▸ Problem to solve: Each entry needs to be reproduced exactly as it is.
▼▼▼
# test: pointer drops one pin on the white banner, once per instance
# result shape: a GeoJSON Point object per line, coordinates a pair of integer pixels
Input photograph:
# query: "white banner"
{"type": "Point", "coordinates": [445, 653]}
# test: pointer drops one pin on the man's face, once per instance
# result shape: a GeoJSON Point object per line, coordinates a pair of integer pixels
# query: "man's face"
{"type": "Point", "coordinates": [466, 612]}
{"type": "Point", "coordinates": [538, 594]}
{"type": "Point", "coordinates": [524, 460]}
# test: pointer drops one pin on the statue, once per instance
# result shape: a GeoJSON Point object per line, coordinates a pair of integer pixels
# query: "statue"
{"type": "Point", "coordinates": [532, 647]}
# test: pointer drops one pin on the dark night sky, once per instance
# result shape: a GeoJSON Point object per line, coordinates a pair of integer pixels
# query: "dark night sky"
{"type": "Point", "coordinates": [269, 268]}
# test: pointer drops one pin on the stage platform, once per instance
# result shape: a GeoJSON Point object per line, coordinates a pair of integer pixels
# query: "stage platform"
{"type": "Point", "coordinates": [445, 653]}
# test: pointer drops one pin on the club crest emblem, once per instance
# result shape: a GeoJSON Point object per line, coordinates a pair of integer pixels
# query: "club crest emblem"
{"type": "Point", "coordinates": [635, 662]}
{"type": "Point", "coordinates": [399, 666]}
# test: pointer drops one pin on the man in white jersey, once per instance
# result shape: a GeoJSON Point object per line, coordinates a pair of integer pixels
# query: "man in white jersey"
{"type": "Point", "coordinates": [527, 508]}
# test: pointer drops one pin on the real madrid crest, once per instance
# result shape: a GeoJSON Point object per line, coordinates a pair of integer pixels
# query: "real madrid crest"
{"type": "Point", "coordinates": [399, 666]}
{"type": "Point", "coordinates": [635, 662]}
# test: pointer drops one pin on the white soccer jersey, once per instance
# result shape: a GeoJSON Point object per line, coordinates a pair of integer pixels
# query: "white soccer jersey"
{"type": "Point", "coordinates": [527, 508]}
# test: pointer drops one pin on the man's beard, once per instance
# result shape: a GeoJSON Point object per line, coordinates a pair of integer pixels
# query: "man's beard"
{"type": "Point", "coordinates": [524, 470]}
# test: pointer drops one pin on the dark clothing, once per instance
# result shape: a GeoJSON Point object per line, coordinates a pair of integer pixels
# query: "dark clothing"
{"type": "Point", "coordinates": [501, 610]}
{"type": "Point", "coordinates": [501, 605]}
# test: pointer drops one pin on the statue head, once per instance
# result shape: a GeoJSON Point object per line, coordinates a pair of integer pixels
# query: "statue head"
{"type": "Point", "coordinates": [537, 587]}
▲▲▲
▸ Answer box:
# test: pointer drops one pin on the white banner, once per instance
# result shape: a GeoJSON Point object per line, coordinates a pair of integer pixels
Input photograph:
# query: "white banner"
{"type": "Point", "coordinates": [445, 653]}
# test: pointer drops one pin on the man's face, once per instance
# result shape: a GeoJSON Point object per line, coordinates a pair of integer pixels
# query: "man's face"
{"type": "Point", "coordinates": [466, 612]}
{"type": "Point", "coordinates": [538, 594]}
{"type": "Point", "coordinates": [524, 460]}
# test: pointer drops one pin on the statue, once per instance
# result shape: a GeoJSON Point object per line, coordinates a pair of integer pixels
# query: "statue"
{"type": "Point", "coordinates": [532, 647]}
# test: pointer drops one pin on the dark night sky, once per instance
# result shape: a GeoJSON Point object per line, coordinates a pair of integer pixels
# query: "dark night sky"
{"type": "Point", "coordinates": [269, 268]}
# test: pointer drops one pin on the stage platform, once per instance
# result shape: a GeoJSON Point object per line, coordinates a pair of integer pixels
# query: "stage platform"
{"type": "Point", "coordinates": [445, 653]}
# test: pointer drops one pin on the club crest emblem, once per instance
# result shape: a GeoJSON Point object per line, coordinates a pair of integer pixels
# query: "club crest emblem"
{"type": "Point", "coordinates": [635, 662]}
{"type": "Point", "coordinates": [399, 666]}
# test: pointer drops one pin on the man in white jersey, once per instance
# result shape: a GeoJSON Point object per line, coordinates a pair of integer pixels
# query: "man in white jersey"
{"type": "Point", "coordinates": [527, 508]}
# test: pointer drops one pin on the real madrid crest, once per instance
# result shape: a GeoJSON Point object per line, coordinates a pair of integer pixels
# query: "real madrid crest"
{"type": "Point", "coordinates": [399, 666]}
{"type": "Point", "coordinates": [635, 662]}
# test: pointer drops one pin on the white soccer jersey, once per instance
# result shape: a GeoJSON Point object per line, coordinates a pair of integer pixels
# query: "white soccer jersey"
{"type": "Point", "coordinates": [527, 508]}
# test: pointer drops one pin on the man's beard, once per instance
# result shape: a GeoJSON Point object per line, coordinates a pair of integer pixels
# query: "man's beard"
{"type": "Point", "coordinates": [524, 470]}
# test: pointer drops one pin on the dark clothing, once per instance
# result shape: a GeoJSON Point object per line, coordinates a pair of integer pixels
# query: "dark clothing"
{"type": "Point", "coordinates": [501, 610]}
{"type": "Point", "coordinates": [501, 605]}
# test: pointer drops one pin on the statue head, once per instance
# result shape: a GeoJSON Point object per line, coordinates a pair of integer pixels
# query: "statue head"
{"type": "Point", "coordinates": [537, 587]}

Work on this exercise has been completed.